─── The data
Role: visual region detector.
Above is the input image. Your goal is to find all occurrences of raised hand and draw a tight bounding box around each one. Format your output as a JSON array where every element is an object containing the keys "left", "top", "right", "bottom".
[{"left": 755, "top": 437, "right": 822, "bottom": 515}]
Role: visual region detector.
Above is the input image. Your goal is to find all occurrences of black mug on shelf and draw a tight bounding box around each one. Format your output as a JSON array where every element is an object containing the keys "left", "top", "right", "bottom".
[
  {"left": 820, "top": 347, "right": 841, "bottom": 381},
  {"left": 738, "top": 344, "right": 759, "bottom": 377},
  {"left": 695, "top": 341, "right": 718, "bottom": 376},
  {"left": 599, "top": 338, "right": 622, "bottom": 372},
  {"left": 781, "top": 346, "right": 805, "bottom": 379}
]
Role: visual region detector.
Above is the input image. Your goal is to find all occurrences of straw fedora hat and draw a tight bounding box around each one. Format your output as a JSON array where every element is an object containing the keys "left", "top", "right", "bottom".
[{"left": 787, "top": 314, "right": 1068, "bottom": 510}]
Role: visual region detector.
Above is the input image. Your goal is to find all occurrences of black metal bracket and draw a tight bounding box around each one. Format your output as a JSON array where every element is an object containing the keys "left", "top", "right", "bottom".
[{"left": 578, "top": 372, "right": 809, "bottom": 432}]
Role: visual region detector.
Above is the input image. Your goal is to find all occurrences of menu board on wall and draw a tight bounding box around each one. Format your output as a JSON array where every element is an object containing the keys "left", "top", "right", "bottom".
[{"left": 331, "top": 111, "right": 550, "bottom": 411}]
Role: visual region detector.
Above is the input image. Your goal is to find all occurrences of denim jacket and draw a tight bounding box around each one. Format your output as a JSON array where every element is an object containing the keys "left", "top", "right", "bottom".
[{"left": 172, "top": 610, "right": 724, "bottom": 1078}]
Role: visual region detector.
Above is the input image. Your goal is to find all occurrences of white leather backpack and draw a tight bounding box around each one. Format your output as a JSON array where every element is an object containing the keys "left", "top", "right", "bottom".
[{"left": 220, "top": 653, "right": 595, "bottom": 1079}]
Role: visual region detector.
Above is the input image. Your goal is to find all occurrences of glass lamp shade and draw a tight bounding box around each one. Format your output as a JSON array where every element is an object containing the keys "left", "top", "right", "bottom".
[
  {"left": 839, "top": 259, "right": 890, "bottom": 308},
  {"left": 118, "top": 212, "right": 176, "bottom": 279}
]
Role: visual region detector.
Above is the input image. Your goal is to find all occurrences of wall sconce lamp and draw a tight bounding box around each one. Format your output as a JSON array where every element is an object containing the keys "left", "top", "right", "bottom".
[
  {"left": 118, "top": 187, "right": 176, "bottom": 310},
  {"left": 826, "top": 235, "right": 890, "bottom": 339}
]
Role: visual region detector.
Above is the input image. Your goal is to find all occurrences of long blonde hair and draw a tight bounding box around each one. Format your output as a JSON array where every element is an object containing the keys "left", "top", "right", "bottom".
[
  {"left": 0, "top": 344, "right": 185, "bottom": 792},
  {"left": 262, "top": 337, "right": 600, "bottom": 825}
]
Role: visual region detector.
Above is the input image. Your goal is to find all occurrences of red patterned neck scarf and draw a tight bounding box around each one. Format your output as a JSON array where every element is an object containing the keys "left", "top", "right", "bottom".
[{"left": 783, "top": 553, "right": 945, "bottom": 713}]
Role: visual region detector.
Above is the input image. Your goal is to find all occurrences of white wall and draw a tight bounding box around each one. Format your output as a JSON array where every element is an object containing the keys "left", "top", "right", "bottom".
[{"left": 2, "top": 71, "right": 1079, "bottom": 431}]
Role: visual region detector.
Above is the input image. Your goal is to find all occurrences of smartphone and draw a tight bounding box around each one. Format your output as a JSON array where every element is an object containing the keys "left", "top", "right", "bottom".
──────
→ **Assignment**
What you return should be the records above, repeated exactly.

→ **Task solution**
Role: visual region detector.
Above is the input image. Your goal is to find all occurrences of raised hand and draw a tight bounding box around each one. Format your output as a JSON array where every element is an object containing the keys "left", "top", "right", "bottom".
[{"left": 755, "top": 437, "right": 822, "bottom": 515}]
Role: visual region detector.
Above is the input image. Your goal is to find all occurrences of black mug on shelf and draw a tight bounding box around each one. Format your output as a JSON array where every element is an object containing the keys "left", "top", "right", "bottom".
[
  {"left": 820, "top": 347, "right": 841, "bottom": 381},
  {"left": 738, "top": 344, "right": 759, "bottom": 377},
  {"left": 695, "top": 341, "right": 718, "bottom": 376},
  {"left": 599, "top": 338, "right": 622, "bottom": 372},
  {"left": 781, "top": 346, "right": 805, "bottom": 379}
]
Role: visual region detector.
Above is the input image. Your goal is to find all occurrences of straw fedora hat and draw a tight bounding box around each one. Format your output as a JSON array where every element is an object containing the keys "left", "top", "right", "bottom".
[{"left": 787, "top": 314, "right": 1068, "bottom": 510}]
Role: visual region detector.
Above is the input image. Your goal is to find all occurrences of black metal bracket and draw a tight bounding box around each one. Format your output as a JSON array where every element is an object containing the keys "left", "top", "right", "bottom".
[{"left": 578, "top": 372, "right": 809, "bottom": 432}]
Role: visual region detector.
Above is the input image. Your goal is to find all occurrences of menu board on wall and draw a tight bounding box around each one. Format your output as a JSON array where every element is an object containing the keys "left", "top", "right", "bottom".
[{"left": 331, "top": 111, "right": 550, "bottom": 411}]
Role: visual region detector.
Above is the input image. Your goal is to find all occurrences of denim jacket and draw a tight bounding box around each one. Format your output as a JSON array where every element is an object containing the keys "left", "top", "right", "bottom".
[{"left": 172, "top": 610, "right": 724, "bottom": 1078}]
Role: visual region detector.
Above is the input image. Your goal is to find all occurrences of white leather backpack and draw a tight bounding box around each one. Format your output as a JSON array where every element is an object containing the keys "left", "top", "right", "bottom".
[{"left": 220, "top": 653, "right": 595, "bottom": 1079}]
Role: visual region detector.
Above is the input image. Your goal is to find all occurrences of glass lamp shade and draw a tight bounding box around each one. Format your output as a JSON array where every element is an object containing the keys "left", "top", "right", "bottom".
[
  {"left": 839, "top": 259, "right": 890, "bottom": 308},
  {"left": 118, "top": 212, "right": 176, "bottom": 279}
]
Role: visual region detector.
Above is the input image. Your goal is to find all occurrences of wall sconce lamp and draw a tight bounding box around each one. Format your output as a JSON array where every element is an object containing the keys "left", "top", "right", "bottom".
[
  {"left": 118, "top": 187, "right": 176, "bottom": 310},
  {"left": 826, "top": 235, "right": 890, "bottom": 339}
]
Role: visual region detector.
Above is the input image. Your goal is to find all occurrences of long blonde hair and draw a tight bounding box around each one. Format your output as a JSON array where every element is an object containing the keys "left", "top", "right", "bottom".
[
  {"left": 0, "top": 344, "right": 185, "bottom": 792},
  {"left": 262, "top": 337, "right": 600, "bottom": 825}
]
Role: visual region detector.
Above is the input image. Your goal is to find all occurrences of red patterned neck scarf and draw a tight bounding box around each one. Format your output as a JSON array where every element is an object containing the keys "left", "top", "right", "bottom".
[{"left": 783, "top": 553, "right": 945, "bottom": 713}]
Role: visual region detector.
Above is the input image. Your goal is to find all occurrences of white wall and draw a tight bounding box around each one. Format your output as a JSON array where every element is an object containing the keys "left", "top", "right", "bottom".
[{"left": 2, "top": 71, "right": 1079, "bottom": 431}]
Role: visual region detector.
Above is the input image. Your goal is to find all occurrences of smartphone and draw a tight bounding box around each one. Format your output as a JSON array where every element is an object containing the keys "left", "top", "right", "bottom".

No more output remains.